Friday, 22 de November de 2024 ISSN 1519-7670 - Ano 24 - nº 1315

Invasores do espaço literário

Anna acorda em um castelo numa ilha, sem a menor lembrança de como foi parar ali. Enquanto procura a saída, sua história vai ficando cada vez mais estranha. Enigmas revelam episódios da vida de Anna, e um homem misterioso aparece de vez em quando. Ao fim de seis capítulos, a trama se revela um bizarro quebra-cabeça com muito texto, como um romance. Exceto por um detalhe: “Device 6” é um videogame.

Uma nova geração reinventou formatos e temas dos videogames, dotando-os de recursos mais comuns à literatura. Ao contrário das narrativas cinematográficas que tornaram os videogames grandiosos e colocam os jogadores dentro de verdadeiros filmes, a inspiração quase intimista de games como “Device 6”, “Dear Esther”, “The Walking Dead” e “The Novelist” está nos livros e nas possibilidades de contar uma história.

“Eu não acho que existam limites”, diz Simon Flesser, sueco que é um dos criadores de “Device 6”, vendido apenas para iPad, iPod Touch e iPhone [Simogo, disponível na AppStore por US$ 3,99, aproximadamente R$ 10,70].

Para escrever o jogo, ganhador do Apple Design Award no ano passado, ele diz ter se inspirado em Franz Kafka, Agatha Christie e Lewis Carroll, além de na série clássica de TV “O Prisioneiro” e nos filmes de Alfred Hitchcock. A produtora sueca Simogo, formada por ele e Magnus Gordon, também é responsável por outro jogo inusitado: “Year Walk”, inspirado numa lenda do folclore do país.

No caso de “Device 6”, o ato de jogar é mesmo muito semelhante ao de ler um livro. O game usa textos, imagens e sons para ajudar a protagonista a resolver o enigma e fugir da ilha. A diferença é que o texto vem de qualquer direção. Pode aparecer na horizontal, de cabeça para baixo, vindo de baixo ou do alto do cenário. Se Anna vira uma esquina, por exemplo, o texto a acompanha. O jogador precisa movimentar o aparelho para fazer o cenário se mexer. Pelas possibilidades inovadoras, a revista norte-americana “The Atlantic” saudou o jogo como uma possível revolução para a indústria editorial.

• Lista de tarefas:
1: Reproduza o trecho do texto sobre o jogo Device 6 que começa em "Friday, 22 de" e vai até "é um videogame.", incluindo essas palavras.
2: Segundo o texto sobre o jogo Device 6, por que a revista “The Atlantic” saudou o jogo como uma possível revolução para a indústria editorial? Responda em até três frases.
O material não é necessário para realizar as tarefas.

• Material fornecido:
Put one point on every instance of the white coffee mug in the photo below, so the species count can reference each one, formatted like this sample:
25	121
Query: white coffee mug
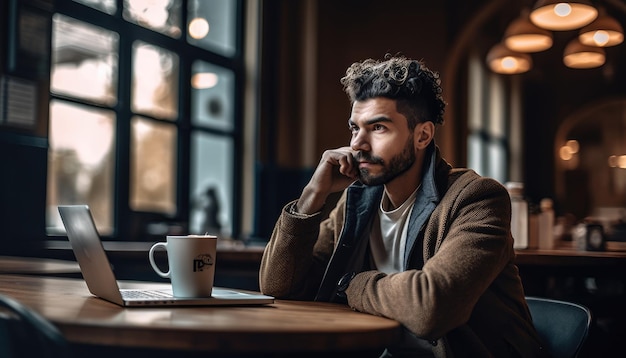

• Respostas finais:
1:
Friday, 22 de November de 2024 ISSN 1519-7670 - Ano 24 - nº 1315

Invasores do espaço literário

Anna acorda em um castelo numa ilha, sem a menor lembrança de como foi parar ali. Enquanto procura a saída, sua história vai ficando cada vez mais estranha. Enigmas revelam episódios da vida de Anna, e um homem misterioso aparece de vez em quando. Ao fim de seis capítulos, a trama se revela um bizarro quebra-cabeça com muito texto, como um romance. Exceto por um detalhe: “Device 6” é um videogame.

2: A revista o saudou assim por suas possibilidades inovadoras. No jogo, o texto pode vir de qualquer direção (na horizontal, de cabeça para baixo, de baixo ou do alto do cenário) e acompanha Anna quando ela vira uma esquina. Além disso, o jogador precisa movimentar o aparelho para fazer o cenário se mexer.